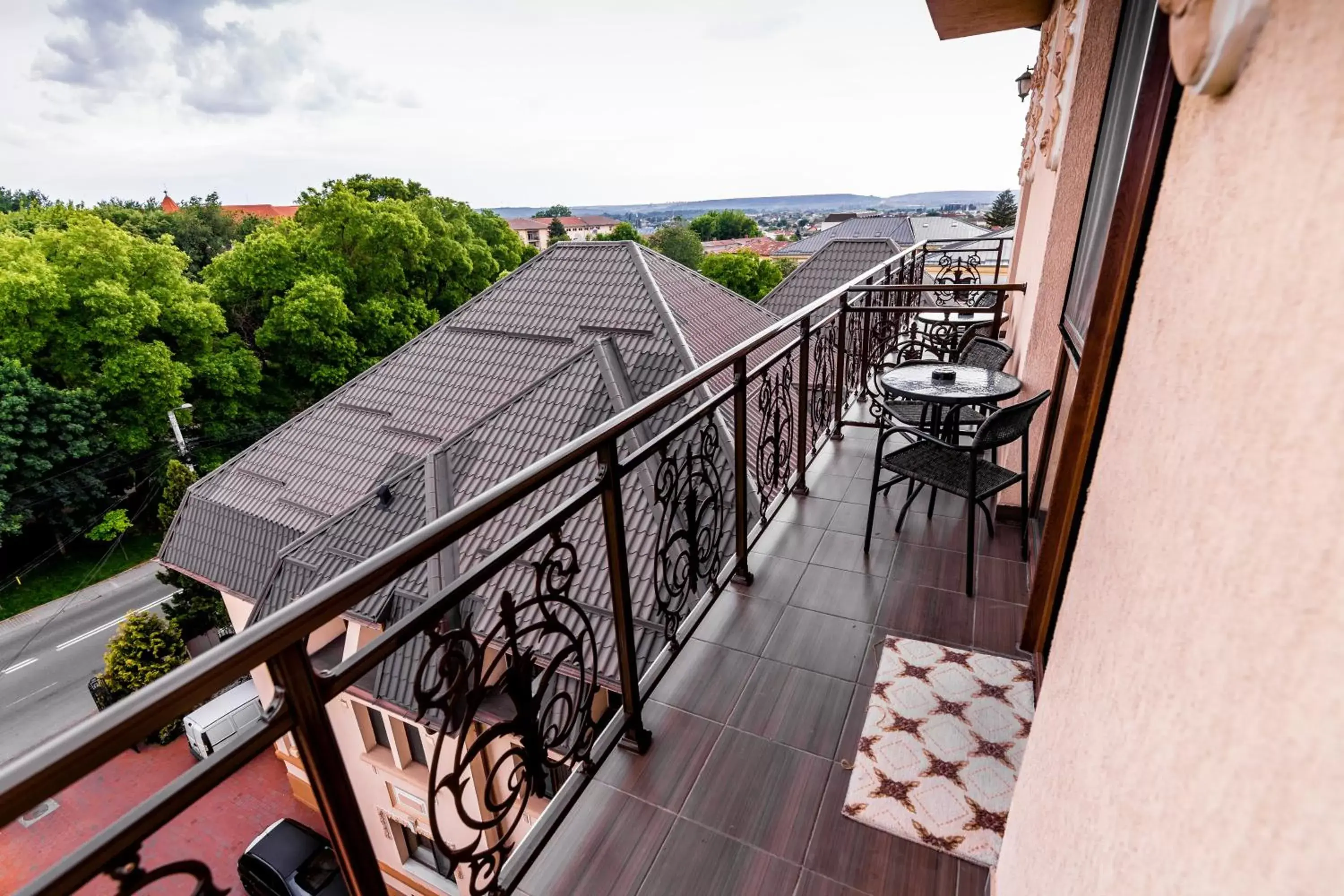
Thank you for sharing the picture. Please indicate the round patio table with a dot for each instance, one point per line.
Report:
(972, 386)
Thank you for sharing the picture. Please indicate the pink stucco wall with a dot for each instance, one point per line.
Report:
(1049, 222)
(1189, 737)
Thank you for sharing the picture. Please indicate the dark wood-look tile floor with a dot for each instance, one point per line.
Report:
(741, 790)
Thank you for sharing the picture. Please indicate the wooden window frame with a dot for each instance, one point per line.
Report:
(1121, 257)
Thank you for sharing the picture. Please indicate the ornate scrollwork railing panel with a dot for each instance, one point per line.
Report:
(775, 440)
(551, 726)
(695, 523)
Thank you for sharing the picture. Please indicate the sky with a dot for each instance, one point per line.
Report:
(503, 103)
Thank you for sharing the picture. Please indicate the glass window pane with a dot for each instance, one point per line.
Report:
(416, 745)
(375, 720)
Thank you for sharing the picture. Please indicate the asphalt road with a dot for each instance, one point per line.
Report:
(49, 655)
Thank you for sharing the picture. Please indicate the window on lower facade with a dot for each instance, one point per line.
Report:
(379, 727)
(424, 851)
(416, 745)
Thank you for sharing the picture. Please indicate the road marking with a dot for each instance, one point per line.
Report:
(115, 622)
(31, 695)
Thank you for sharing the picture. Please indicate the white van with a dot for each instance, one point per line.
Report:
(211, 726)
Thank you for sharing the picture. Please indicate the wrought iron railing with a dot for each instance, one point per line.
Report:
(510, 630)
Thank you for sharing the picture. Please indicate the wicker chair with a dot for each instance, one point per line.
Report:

## Objective
Can you reproduce all of the data above word for word, without including any of the pictures?

## Result
Thank you for sharing the picture. Please indicate the round patio table with a dot for each instance, one point per line.
Report:
(972, 386)
Thank you for sharing the picture. Please indicate the pink stucco wall with a dot for each instance, one point per line.
Report:
(1049, 222)
(1189, 737)
Thank you for sharing the picture. Please indicate the dark wood-look tile floor with a dot for each instance, one point per line.
Report:
(741, 790)
Thank you for sharing the picture. Please indicate the wooden window frame with a dot for each instance, one point per line.
Report:
(1121, 257)
Thank you for sharing the picture. Please indicate the ornate scrollwork railing panel with a dot for each instance, one point per line.
Report:
(775, 440)
(551, 726)
(695, 523)
Thank you for sharing the picture. Please indicate the sky with a dot for each instance, one point per line.
Report:
(503, 103)
Thank you for sharing the picture. Please indicate the glass window pane with a dot for each instance, one point per line.
Report:
(416, 745)
(375, 720)
Thank you for sharing the picture. Please indicate the asphalt road with a dot for each instance, one point per line.
Report:
(49, 655)
Thank you for sharing the picture. Please indicate the window on lower facade with a dot for each instance, one point per line.
Report:
(379, 727)
(424, 851)
(416, 745)
Thank you for sharing the picture. Please indicate the road marking with a dot for each instance, one point per line.
Report:
(115, 622)
(31, 695)
Thank you for sharing the picture. Please indicate the white van with a dot for each instance, one point per line.
Report:
(211, 726)
Thank you for sharing the picture. Please indicate the wrought iron railing with a dot for each instance, one point per line.
Report:
(510, 630)
Thank you for sharing the picture. Please indicate the wicker chair with a dot for each instance, one point per line.
Report:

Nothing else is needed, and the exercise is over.